- [Provided passage]
- - - - - - -
Interlaminar fracture toughness behavior for CFRP unidirectional laminates using DCB test.
Petrescu, Irina ; Mohora, Cristina ; Ispas, Constantin 等
Abstract: Laminated fibre-reinforced composites made of high
strength fibres in a relatively weak matrix material are susceptible to
delamination. The aim of this paper is to determine the critical energy
Gc consumed by the material as the delamination front advancees. Mode I
interlaminar fracture toughness was evaluated by a standard double
cantilever beam (DCB). The determination of Go was made on an Instron
testing machine using a laminated composite carbon fiber oriented
unidirectional.
Key words: DCB tests, carbon fiber, fracture toughness,
interlaminar, delamination
1. INTRODUCTION
Over the past few decades, fiber reinforced plastics (FRP) have
been developed as the foremost material for products in fields such as
mechanical, electrical, architectural, and structural engineering.
Carbon fiber reinforced plastic (CFRP) has especially attained a
prominent position in use as structural materials for aeronautical and
space engineering (Arai, 2008). The composites industry uses many of the
laminates made by consecutive stacking with several layers of composite,
in such materials, interlaminar fracture, or delamination corresponding
to the break between two adjacent plies of the laminate is an important
mode of rupture (Perrin, 2000).
In order to characterize the toughness of a material, meaning their
resistances at the beginning of crack, two approaches are possible: one
based on the constraints at the crack and one based on the concept of
strain energy.
Several studies have already been presented on DCB testing of
multidirectional specimens with [theta]/[theta], [theta]/-[theta] and
0[degrees]/[theta] interfaces. During the tests, however, intraply
cracking and crack jumping between neighbour interfaces are often
observed (Morais, 2002, Rhee, 2000).
Fracture mechanics approach is frequently applied by means of an
energetic analysis. In fact, Kinloch refers that the energetic criterion
is advantageous relatively to the stress intensity factors approach.
First, the strain energy release rate has an important physical
significance related to the energy absorption (Davies, Blackman, and
Brunner, 2000),
The interlaminar cracks tend to propagate through the weakest parts
of composite laminates, including the fibre matrix interface and the
resin-rich region between plies.
2. EXPERIMENTAL WORK
Several attempts to measure interlaminar fracture toughness Gc were
made. Until now the only standardized test is the DCB (Double Cantilever
Beam) mode I know as Standard Test Method for Mode I Interlaminar
Fracture Toughness of Unidirectional Fiber-Reinforced Polymer Matrix
composites (ASTM D-5528, 1994).
- - - - - - -
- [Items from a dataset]
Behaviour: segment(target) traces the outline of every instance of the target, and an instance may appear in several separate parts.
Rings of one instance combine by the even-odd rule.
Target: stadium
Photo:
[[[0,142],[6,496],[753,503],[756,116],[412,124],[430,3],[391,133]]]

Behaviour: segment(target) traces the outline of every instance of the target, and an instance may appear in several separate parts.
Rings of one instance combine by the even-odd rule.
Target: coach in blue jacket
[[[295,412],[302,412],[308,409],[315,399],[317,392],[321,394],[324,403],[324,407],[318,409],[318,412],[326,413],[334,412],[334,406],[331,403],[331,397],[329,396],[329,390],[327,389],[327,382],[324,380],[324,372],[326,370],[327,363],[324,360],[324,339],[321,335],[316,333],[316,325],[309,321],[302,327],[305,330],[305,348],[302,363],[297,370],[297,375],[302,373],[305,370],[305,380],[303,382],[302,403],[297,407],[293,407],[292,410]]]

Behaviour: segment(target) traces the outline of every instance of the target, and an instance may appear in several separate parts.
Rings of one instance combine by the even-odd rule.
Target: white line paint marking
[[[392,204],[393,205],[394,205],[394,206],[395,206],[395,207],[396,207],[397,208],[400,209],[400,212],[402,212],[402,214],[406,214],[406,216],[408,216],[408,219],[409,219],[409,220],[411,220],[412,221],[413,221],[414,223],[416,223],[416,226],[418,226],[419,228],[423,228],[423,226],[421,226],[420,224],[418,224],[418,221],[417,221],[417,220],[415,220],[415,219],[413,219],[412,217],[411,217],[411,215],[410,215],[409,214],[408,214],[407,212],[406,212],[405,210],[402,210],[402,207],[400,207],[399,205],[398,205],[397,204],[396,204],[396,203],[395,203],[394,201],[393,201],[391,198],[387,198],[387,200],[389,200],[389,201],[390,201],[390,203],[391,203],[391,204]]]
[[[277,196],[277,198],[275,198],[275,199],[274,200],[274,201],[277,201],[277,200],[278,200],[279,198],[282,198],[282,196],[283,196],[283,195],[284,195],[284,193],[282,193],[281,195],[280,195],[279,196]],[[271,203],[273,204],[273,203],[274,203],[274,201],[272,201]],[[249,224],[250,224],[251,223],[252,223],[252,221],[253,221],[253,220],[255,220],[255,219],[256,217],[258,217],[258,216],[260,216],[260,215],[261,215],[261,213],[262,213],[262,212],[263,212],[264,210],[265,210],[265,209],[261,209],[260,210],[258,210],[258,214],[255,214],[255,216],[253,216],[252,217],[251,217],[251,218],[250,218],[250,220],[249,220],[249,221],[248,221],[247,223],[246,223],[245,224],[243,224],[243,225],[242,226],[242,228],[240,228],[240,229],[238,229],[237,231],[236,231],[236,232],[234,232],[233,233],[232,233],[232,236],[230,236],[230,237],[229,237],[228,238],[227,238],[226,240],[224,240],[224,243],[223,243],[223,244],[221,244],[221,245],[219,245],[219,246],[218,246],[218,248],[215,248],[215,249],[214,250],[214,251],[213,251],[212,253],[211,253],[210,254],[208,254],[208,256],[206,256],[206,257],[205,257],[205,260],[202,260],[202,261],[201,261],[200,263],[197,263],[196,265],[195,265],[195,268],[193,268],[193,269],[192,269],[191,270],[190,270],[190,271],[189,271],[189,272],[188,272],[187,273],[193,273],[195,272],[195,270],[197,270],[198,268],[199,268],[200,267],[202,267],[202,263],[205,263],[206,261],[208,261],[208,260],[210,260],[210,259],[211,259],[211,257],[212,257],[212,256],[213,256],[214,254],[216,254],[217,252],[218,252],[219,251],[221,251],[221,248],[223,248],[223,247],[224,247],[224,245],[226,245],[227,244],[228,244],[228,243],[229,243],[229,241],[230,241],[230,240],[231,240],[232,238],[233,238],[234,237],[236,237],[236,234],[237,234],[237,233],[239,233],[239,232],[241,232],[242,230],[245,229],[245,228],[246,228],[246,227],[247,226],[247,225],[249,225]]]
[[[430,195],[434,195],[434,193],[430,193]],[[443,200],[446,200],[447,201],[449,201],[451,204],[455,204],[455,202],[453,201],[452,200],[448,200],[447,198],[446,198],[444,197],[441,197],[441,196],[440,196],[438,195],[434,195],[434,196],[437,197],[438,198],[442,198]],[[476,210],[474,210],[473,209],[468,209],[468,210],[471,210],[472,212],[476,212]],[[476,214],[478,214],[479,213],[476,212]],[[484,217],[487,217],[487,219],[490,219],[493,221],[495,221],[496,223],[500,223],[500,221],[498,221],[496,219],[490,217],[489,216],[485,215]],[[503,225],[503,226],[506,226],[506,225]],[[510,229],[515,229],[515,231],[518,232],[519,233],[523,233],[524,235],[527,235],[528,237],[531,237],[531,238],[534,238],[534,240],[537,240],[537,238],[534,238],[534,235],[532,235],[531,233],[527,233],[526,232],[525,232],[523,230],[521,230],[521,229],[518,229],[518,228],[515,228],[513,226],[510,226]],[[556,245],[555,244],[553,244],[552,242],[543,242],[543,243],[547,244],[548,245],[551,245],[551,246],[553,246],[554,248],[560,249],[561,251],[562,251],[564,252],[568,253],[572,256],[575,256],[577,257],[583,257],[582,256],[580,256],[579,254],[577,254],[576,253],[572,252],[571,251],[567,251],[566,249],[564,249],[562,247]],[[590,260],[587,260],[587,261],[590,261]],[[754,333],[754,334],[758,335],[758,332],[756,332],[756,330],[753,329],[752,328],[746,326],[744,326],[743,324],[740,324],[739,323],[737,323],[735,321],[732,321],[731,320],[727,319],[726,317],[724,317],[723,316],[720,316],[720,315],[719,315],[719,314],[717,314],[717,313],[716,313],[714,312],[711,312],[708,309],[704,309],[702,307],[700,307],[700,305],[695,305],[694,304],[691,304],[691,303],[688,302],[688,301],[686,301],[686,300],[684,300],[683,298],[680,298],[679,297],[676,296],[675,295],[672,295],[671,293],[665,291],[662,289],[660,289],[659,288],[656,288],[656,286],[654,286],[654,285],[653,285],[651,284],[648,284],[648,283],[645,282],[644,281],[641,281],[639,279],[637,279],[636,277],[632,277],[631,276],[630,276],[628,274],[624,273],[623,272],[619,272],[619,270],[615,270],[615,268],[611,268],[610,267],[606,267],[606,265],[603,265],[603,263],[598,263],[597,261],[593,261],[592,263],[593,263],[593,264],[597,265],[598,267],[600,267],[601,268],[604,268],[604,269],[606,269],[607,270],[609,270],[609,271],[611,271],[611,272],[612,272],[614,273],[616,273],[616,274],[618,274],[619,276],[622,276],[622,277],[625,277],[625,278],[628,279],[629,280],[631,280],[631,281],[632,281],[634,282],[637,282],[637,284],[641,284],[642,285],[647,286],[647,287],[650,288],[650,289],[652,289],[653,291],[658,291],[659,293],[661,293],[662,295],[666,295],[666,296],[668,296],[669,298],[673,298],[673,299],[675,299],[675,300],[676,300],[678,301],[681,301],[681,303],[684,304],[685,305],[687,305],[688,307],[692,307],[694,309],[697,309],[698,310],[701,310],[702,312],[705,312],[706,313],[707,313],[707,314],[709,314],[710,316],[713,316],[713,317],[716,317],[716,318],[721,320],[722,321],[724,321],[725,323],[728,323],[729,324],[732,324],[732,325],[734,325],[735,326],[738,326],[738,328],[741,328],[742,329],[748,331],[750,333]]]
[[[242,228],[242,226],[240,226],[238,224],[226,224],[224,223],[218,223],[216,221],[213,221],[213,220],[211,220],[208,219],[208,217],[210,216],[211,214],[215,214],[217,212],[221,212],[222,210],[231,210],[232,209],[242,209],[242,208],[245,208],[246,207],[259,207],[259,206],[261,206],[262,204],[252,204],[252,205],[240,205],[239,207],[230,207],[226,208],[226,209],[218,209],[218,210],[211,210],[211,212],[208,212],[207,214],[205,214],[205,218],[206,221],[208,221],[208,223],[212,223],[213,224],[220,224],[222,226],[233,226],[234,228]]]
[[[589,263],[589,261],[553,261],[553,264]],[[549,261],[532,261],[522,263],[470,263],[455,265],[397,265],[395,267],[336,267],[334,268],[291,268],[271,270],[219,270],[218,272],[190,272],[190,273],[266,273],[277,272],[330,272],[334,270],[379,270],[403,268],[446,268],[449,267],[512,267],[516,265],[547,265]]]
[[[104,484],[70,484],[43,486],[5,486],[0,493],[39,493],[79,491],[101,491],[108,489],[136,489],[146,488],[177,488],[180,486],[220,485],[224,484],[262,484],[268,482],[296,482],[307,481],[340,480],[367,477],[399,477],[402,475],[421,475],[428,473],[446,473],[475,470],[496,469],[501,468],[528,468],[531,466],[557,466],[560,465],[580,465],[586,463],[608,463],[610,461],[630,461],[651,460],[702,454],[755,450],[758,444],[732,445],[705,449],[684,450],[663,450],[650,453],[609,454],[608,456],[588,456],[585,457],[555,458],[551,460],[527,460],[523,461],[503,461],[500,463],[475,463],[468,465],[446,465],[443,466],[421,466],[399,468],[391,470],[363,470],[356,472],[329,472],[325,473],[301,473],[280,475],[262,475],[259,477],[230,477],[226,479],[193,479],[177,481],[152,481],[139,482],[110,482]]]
- - - - - - -
- [Jobs]
(A) Answer these questions from the fracture toughness text:
(i) What brand of testing machine was used for the determination described in the abstract?
(ii) In which fields has CFRP attained a prominent position as a structural material?
(iii) Which standard does the text give for the DCB mode I test?
(B) Please reproduce the part of the fracture toughness text that opens with the words containing "Several studies have" and closes with "2002, Rhee, 2000).".

- [Solved tasks]
(A)
(i) Instron
(ii) Aeronautical and space engineering
(iii) ASTM D-5528, 1994 (Standard Test Method for Mode I Interlaminar Fracture Toughness of Unidirectional Fiber-Reinforced Polymer Matrix composites)

(B)
Several studies have already been presented on DCB testing of
multidirectional specimens with [theta]/[theta], [theta]/-[theta] and
0[degrees]/[theta] interfaces. During the tests, however, intraply
cracking and crack jumping between neighbour interfaces are often
observed (Morais, 2002, Rhee, 2000).